* WHAT IS NEEDED
Rewrite every line from the one containing "Mark one point per instance of the dirt" through the last of the items, both ends included, keeping the requests unchanged. Multiply each x and y coordinate in the answers by 1.35 and round it to the nearest whole number, with halves rounded up.

—————

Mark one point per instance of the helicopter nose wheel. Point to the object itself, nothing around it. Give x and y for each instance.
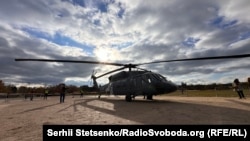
(128, 98)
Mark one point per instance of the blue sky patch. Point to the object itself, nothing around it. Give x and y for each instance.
(221, 23)
(190, 42)
(245, 35)
(77, 2)
(57, 39)
(122, 45)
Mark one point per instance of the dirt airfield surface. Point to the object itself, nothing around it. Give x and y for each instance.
(23, 120)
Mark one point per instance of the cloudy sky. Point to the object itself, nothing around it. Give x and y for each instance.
(123, 31)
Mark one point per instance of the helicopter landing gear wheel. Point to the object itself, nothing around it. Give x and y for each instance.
(128, 98)
(150, 97)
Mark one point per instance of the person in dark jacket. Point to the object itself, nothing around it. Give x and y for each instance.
(62, 93)
(238, 88)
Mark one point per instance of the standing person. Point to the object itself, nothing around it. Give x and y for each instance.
(62, 93)
(46, 92)
(31, 94)
(81, 92)
(238, 88)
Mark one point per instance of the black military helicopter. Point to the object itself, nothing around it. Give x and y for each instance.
(133, 83)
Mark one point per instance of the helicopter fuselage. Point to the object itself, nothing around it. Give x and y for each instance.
(134, 83)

—————

* OUTPUT FOR THIS TASK
Mark one point per instance of the dirt airfield surface. Point to the object itself, nothing around it. Give x and y for each instance.
(31, 162)
Mark one point per instance of the cloudy sky. Point to the object itself, nothing around it. Give x and y for each instance.
(166, 42)
Mark one point per instance of the helicopter landing gear wheel. Point to the object itself, nothing around it. Give x and y for each instance.
(173, 132)
(203, 131)
Mark one point per instance of the person in dark jacket. Point to the object itself, nothing around it. Give x and y for each instance.
(84, 126)
(321, 119)
Mark one point per instance of the standing person. Point to the object itself, nothing around it. Give x and y for each instance.
(84, 126)
(62, 124)
(42, 127)
(109, 124)
(321, 119)
Mark one point per instance of the black military helicopter. Point to the object itself, nothing around it. Give x and y for each instance.
(180, 112)
Mark one point per instance of the helicopter fuselage. Point to the object itself, nothing around it. Give x and y for each instance.
(181, 112)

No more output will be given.